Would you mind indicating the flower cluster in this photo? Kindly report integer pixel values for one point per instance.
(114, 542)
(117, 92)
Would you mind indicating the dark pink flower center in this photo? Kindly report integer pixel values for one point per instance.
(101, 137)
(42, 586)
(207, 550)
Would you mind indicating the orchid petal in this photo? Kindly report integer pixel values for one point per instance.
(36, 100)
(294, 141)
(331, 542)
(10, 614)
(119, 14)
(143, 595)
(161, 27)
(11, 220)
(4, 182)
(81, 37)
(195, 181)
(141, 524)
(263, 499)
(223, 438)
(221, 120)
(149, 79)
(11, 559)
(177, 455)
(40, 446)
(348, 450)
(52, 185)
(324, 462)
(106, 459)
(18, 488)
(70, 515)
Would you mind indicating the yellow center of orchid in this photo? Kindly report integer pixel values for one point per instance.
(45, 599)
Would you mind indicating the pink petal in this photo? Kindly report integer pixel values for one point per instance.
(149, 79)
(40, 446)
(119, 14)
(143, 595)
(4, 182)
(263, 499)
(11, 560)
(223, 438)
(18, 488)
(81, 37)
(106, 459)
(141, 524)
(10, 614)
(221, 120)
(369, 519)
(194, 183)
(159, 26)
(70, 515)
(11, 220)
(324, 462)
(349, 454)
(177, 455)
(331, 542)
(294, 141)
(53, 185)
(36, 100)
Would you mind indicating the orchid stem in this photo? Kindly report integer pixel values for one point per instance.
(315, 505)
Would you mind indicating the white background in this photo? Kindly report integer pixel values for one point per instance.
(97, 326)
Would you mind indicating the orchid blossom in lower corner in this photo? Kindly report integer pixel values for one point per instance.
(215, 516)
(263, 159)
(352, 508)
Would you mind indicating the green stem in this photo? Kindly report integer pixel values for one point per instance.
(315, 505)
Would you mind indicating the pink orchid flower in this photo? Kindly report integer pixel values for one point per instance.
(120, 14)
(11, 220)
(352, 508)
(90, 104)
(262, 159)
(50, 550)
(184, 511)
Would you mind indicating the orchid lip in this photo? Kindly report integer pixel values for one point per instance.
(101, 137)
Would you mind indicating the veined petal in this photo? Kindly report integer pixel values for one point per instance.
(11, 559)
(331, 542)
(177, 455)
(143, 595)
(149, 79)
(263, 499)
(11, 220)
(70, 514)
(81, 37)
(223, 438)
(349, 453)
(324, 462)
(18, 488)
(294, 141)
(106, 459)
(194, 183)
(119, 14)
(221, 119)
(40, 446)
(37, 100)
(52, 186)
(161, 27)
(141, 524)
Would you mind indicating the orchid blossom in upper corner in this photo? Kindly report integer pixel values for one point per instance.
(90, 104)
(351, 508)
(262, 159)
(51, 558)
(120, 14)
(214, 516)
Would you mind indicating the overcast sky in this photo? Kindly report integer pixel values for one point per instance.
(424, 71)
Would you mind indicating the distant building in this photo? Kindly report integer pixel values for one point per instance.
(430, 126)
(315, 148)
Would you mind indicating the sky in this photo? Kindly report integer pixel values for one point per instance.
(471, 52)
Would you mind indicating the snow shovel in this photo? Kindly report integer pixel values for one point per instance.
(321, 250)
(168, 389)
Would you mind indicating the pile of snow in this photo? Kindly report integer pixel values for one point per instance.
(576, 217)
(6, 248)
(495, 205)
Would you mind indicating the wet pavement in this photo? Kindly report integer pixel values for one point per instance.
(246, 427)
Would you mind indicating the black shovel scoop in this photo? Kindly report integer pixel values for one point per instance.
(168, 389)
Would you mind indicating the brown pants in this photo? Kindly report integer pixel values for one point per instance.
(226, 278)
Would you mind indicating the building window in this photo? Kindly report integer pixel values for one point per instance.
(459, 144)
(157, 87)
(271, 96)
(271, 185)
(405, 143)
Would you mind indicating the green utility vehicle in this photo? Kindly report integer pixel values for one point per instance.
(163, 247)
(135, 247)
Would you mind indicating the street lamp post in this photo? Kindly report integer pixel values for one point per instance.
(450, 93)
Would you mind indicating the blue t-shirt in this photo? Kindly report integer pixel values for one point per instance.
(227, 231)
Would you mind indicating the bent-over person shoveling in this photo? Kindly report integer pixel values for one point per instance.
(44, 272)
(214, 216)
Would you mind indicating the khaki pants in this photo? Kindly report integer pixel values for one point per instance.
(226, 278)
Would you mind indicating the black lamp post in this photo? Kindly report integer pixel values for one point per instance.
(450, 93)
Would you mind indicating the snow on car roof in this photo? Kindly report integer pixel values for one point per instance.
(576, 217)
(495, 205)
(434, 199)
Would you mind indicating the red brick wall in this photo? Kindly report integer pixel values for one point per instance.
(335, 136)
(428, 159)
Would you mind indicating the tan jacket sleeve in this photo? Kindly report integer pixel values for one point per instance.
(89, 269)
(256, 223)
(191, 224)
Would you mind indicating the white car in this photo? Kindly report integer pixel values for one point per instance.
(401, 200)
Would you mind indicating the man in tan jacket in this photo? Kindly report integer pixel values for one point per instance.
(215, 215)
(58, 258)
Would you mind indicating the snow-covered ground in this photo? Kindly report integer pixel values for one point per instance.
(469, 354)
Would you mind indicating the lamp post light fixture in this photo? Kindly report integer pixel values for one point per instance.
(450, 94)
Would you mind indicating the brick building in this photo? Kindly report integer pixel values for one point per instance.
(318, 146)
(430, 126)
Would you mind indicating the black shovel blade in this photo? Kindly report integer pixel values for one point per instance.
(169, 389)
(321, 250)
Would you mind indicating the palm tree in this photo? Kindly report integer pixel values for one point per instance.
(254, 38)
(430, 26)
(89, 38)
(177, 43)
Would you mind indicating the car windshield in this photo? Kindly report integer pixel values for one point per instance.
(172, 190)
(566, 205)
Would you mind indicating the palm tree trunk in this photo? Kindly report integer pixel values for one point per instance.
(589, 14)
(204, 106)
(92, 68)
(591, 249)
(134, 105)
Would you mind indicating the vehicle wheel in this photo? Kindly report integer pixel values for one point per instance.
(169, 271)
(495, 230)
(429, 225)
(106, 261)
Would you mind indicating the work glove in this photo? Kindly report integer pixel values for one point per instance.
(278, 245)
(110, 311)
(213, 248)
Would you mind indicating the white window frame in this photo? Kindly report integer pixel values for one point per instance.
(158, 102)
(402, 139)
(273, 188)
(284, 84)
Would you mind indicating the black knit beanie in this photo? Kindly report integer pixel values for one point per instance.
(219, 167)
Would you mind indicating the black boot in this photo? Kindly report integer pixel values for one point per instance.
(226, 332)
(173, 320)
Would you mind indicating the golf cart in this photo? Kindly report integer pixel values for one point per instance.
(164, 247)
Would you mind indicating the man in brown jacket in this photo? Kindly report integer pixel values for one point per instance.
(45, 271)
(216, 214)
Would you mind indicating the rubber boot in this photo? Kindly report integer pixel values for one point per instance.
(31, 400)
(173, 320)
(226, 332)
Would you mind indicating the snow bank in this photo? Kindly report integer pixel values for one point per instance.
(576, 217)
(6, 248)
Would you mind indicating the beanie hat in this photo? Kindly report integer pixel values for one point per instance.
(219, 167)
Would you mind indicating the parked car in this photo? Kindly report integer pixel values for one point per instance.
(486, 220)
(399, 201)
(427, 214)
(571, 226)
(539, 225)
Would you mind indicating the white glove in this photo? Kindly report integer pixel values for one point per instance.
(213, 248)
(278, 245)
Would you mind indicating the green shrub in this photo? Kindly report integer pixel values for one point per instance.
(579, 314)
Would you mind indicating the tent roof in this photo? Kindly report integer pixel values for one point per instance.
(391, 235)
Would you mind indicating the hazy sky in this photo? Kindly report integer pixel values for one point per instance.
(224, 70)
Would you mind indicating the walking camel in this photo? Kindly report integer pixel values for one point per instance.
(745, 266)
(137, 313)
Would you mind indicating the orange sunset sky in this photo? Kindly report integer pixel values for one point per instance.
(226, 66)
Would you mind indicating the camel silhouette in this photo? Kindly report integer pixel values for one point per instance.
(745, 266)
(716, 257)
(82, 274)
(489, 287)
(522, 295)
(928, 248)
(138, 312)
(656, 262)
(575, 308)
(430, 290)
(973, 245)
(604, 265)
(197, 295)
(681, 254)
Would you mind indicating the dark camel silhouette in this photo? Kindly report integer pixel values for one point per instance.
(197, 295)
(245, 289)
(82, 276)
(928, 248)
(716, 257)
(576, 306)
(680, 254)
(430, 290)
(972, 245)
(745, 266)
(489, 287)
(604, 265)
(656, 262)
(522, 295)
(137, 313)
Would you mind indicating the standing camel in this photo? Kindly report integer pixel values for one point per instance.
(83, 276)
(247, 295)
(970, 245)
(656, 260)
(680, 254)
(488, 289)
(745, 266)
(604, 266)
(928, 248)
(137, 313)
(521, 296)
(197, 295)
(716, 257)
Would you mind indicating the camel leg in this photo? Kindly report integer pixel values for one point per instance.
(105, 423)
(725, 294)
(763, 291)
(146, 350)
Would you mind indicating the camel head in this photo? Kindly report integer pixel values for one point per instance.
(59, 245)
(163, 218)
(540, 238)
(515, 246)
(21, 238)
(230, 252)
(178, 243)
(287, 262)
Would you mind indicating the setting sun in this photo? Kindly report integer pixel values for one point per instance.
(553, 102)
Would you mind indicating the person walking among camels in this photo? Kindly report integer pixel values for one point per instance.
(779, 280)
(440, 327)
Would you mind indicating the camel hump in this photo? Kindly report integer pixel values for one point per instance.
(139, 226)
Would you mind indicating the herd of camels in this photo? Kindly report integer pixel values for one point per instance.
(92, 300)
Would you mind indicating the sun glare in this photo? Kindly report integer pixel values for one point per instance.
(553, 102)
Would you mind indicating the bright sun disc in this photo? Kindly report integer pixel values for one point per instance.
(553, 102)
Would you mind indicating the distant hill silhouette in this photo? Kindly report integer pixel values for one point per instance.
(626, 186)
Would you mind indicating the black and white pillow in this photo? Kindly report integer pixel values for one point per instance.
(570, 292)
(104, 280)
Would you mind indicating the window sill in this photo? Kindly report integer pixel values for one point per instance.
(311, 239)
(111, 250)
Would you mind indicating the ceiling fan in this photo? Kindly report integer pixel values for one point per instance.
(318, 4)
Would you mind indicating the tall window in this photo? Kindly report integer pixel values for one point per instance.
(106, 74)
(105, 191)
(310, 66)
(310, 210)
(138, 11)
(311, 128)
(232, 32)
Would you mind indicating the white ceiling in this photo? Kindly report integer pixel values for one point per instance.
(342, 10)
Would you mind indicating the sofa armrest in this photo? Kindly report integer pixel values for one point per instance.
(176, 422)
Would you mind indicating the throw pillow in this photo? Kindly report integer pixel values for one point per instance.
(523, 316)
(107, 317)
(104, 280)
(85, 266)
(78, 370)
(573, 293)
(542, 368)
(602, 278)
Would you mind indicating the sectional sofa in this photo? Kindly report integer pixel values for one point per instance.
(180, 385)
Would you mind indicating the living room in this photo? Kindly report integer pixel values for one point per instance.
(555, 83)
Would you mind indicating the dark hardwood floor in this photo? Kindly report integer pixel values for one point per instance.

Problem details:
What is needed is an exact printout of every line from the one with "Would you mind indicating the ceiling" through the end of the data, including both, and nothing more.

Response box:
Would you mind indicating the ceiling fan in this photo? Kindly report integer pixel values for one point per instance.
(318, 4)
Would you mind indicating the tall window in this photo? Kindly report integer pixel values for one point per instance.
(106, 74)
(105, 191)
(310, 66)
(310, 210)
(138, 11)
(311, 128)
(232, 32)
Would you mind indicating the white ceiling in this photo? Kindly report integer pixel values for one point per instance.
(342, 10)
Would you mind indicating the sofa armrest in this photo? Kindly report integer pixel values for one point per instance.
(176, 422)
Would you mind indicating the throw pillow in this photo? Kindly report integer pixel values for one point per instance.
(523, 316)
(107, 317)
(104, 280)
(85, 266)
(78, 370)
(573, 293)
(542, 368)
(602, 278)
Would you mind indicating the sectional sofa in this photo? Kindly report integer pixel values for one point per instance.
(180, 385)
Would you mind indicating the living room in this photo? Kindly report integer pixel values for one point per instance.
(555, 83)
Would you mind indicating the dark hardwood floor in this photo? Kindly report integer pixel values for one point per instance.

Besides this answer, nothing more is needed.